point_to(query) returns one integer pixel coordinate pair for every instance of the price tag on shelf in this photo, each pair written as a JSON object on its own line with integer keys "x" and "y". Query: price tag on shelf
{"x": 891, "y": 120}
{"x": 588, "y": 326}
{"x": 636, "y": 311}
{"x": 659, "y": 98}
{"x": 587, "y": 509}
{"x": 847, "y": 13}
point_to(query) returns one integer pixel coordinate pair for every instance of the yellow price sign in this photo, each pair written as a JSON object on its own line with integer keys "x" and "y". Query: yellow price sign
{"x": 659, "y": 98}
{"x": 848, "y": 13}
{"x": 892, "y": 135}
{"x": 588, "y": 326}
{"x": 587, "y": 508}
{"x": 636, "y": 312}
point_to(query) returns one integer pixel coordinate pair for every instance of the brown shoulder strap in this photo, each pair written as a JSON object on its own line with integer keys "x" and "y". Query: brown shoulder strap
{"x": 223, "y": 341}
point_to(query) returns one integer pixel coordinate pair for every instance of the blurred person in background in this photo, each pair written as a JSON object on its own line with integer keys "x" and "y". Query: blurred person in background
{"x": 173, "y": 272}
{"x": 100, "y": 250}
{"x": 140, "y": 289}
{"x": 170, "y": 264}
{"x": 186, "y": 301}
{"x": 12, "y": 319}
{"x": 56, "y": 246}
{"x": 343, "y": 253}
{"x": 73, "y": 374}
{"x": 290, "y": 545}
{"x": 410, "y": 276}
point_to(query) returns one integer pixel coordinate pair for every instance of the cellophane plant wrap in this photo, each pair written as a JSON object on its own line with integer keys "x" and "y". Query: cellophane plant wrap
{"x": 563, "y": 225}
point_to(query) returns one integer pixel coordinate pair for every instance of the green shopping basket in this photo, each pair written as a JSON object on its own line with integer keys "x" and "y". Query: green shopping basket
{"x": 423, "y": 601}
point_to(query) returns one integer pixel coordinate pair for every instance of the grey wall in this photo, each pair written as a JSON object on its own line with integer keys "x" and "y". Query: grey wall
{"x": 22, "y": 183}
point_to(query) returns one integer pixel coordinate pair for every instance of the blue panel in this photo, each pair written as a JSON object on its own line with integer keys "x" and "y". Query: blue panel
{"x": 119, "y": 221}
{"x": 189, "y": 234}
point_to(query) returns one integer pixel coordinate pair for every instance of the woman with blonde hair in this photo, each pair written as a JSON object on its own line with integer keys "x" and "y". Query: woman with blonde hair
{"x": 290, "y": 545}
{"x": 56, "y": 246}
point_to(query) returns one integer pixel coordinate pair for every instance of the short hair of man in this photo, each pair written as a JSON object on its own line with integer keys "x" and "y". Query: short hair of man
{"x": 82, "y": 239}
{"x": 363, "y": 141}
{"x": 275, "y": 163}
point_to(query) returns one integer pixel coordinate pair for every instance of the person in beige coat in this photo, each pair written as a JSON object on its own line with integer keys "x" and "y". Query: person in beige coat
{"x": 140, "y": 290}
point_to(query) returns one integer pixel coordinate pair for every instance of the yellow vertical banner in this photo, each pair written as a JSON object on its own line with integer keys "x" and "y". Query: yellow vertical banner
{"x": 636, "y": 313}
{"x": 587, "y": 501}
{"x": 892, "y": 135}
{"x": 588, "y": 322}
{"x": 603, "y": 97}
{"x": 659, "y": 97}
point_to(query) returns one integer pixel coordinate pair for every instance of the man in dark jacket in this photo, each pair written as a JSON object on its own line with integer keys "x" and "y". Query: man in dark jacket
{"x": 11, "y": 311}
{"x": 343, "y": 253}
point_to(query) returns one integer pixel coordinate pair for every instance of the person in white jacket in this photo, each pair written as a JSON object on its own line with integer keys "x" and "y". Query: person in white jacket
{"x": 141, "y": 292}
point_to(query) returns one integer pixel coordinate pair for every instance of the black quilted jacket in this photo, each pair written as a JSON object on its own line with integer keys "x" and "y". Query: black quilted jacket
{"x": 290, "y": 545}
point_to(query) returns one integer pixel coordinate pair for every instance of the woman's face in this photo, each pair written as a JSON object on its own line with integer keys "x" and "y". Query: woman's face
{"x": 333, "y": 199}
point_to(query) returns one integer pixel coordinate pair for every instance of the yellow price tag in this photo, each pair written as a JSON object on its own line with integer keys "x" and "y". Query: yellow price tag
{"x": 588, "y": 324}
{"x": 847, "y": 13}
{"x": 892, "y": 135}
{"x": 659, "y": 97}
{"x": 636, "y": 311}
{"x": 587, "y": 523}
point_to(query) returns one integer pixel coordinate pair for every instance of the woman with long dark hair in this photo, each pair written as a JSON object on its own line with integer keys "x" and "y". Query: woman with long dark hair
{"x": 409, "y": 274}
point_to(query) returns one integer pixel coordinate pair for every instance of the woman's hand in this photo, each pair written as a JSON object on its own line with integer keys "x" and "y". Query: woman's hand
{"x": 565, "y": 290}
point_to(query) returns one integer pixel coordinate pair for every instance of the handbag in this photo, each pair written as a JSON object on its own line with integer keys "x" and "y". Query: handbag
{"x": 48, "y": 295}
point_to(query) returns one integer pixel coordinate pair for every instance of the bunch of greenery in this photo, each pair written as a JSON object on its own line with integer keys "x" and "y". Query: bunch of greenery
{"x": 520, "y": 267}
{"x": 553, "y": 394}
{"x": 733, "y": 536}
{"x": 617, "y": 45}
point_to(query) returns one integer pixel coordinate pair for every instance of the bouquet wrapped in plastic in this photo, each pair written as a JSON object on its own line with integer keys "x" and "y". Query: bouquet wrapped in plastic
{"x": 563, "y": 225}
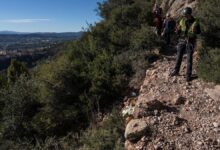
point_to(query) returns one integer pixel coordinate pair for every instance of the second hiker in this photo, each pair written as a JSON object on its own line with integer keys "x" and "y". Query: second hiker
{"x": 188, "y": 28}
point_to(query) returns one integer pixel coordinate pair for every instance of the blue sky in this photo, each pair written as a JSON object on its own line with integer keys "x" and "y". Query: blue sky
{"x": 47, "y": 15}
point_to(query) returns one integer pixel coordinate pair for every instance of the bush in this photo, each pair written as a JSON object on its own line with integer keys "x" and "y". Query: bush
{"x": 107, "y": 137}
{"x": 208, "y": 66}
{"x": 20, "y": 105}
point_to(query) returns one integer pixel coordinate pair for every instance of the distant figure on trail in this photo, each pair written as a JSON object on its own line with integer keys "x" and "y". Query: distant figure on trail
{"x": 187, "y": 28}
{"x": 157, "y": 14}
{"x": 169, "y": 25}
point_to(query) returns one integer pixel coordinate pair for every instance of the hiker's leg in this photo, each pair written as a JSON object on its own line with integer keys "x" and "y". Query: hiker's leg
{"x": 189, "y": 50}
{"x": 168, "y": 38}
{"x": 180, "y": 51}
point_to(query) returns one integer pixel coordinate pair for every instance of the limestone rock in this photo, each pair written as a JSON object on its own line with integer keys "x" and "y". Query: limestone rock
{"x": 214, "y": 93}
{"x": 179, "y": 100}
{"x": 148, "y": 108}
{"x": 136, "y": 129}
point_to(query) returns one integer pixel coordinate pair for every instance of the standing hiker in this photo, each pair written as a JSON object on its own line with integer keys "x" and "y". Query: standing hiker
{"x": 187, "y": 28}
{"x": 157, "y": 14}
{"x": 168, "y": 28}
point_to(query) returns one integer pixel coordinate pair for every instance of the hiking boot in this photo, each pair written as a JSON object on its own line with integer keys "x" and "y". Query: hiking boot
{"x": 174, "y": 73}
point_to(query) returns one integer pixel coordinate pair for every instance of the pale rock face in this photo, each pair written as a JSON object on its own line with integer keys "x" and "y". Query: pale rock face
{"x": 175, "y": 7}
{"x": 214, "y": 93}
{"x": 136, "y": 129}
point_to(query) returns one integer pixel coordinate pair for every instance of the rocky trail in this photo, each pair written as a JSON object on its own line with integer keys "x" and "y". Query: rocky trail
{"x": 171, "y": 114}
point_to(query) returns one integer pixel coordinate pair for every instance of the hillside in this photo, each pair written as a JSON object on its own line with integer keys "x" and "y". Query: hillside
{"x": 172, "y": 114}
{"x": 79, "y": 98}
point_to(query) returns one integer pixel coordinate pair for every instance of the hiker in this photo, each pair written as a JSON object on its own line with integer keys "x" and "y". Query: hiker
{"x": 157, "y": 13}
{"x": 168, "y": 28}
{"x": 187, "y": 28}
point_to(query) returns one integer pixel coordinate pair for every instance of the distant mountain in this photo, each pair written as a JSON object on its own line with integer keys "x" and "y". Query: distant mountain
{"x": 77, "y": 34}
{"x": 11, "y": 32}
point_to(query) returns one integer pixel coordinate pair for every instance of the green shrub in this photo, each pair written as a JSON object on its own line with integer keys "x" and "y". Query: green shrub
{"x": 107, "y": 137}
{"x": 208, "y": 65}
{"x": 20, "y": 105}
{"x": 209, "y": 51}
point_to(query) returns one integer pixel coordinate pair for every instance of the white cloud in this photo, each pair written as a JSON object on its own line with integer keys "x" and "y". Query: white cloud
{"x": 24, "y": 20}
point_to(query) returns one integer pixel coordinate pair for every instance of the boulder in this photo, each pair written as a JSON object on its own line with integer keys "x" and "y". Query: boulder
{"x": 147, "y": 108}
{"x": 214, "y": 93}
{"x": 136, "y": 129}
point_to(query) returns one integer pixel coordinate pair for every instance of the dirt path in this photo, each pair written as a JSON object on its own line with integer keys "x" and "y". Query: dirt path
{"x": 178, "y": 115}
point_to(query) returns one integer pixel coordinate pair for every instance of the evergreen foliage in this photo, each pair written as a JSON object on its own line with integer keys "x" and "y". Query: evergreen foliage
{"x": 209, "y": 49}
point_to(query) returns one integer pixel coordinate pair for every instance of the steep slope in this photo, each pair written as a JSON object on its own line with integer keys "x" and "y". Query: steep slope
{"x": 174, "y": 7}
{"x": 172, "y": 114}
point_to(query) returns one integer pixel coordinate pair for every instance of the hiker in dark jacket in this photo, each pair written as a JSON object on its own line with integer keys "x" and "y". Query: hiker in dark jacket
{"x": 188, "y": 28}
{"x": 168, "y": 28}
{"x": 157, "y": 14}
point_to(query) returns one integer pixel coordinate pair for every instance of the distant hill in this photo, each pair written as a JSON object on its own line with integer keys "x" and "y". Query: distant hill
{"x": 77, "y": 34}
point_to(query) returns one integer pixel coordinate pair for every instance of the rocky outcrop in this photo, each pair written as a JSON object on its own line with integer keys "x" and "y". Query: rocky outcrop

-=-=-=-=-

**What is being asked**. Give again, word for word, every line from the one holding "Query: white cloud" to the end of the data.

**Exercise output**.
point_to(query) returns one integer pixel coordinate pair for every instance of the white cloud in this photo, each pair written as a JSON object on its own line with integer keys "x" and "y". Query: white cloud
{"x": 24, "y": 20}
point_to(query) returns one integer pixel coordinate pair for every instance of the boulder in this photo, each pair written as a JSON object on its own line with integer keys "x" and "y". Query: boulder
{"x": 147, "y": 108}
{"x": 214, "y": 93}
{"x": 136, "y": 129}
point_to(query) returns one integer pixel coordinate pair for every instance of the dirt path in this photo, each pair written as a JSON object on its own line with integer keys "x" and "y". Query: dirt path
{"x": 178, "y": 115}
point_to(query) returns one integer pixel coordinate pair for every instance of the evergreen foliage in this photo, each pair written as a JSON object on its own line with integer keys "x" and "y". Query: evergreen foliage
{"x": 209, "y": 49}
point_to(query) returns one integer pixel coordinate pair for every instance of the steep slope in this photo, each pair written as a JSON object on its own line with integer keys "x" and "y". Query: steep slope
{"x": 174, "y": 7}
{"x": 172, "y": 114}
point_to(query) returns one integer pixel coordinate pair for every instance of the hiker in dark jacket in this photo, each pair written as a JSON object on its own line with integer keys "x" and "y". Query: hiker in dark jacket
{"x": 188, "y": 28}
{"x": 168, "y": 28}
{"x": 157, "y": 14}
point_to(query) returns one integer pixel coordinate pair for every instance of the distant hill in this photo, each pair written as a JSON object on its own line with integer keys "x" and "y". Query: distant hill
{"x": 77, "y": 34}
point_to(query) returns one integer pixel coordinate pair for every instance of the rocky outcrop in this photo, each pair written as a JSON object on its own line with integer keys "x" and "y". Query: rocky outcrop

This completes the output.